## REQUIRED WORK
Copy out every line below without alteration.

• • • •

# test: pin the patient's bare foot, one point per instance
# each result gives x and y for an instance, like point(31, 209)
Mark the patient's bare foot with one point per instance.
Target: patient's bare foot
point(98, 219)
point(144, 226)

• • • •

## FINISHED EXERCISE
# test: pin the patient's bare foot, one point per instance
# each result gives x and y for an instance, like point(31, 209)
Mark the patient's bare foot with one point per instance.
Target: patient's bare foot
point(98, 219)
point(144, 226)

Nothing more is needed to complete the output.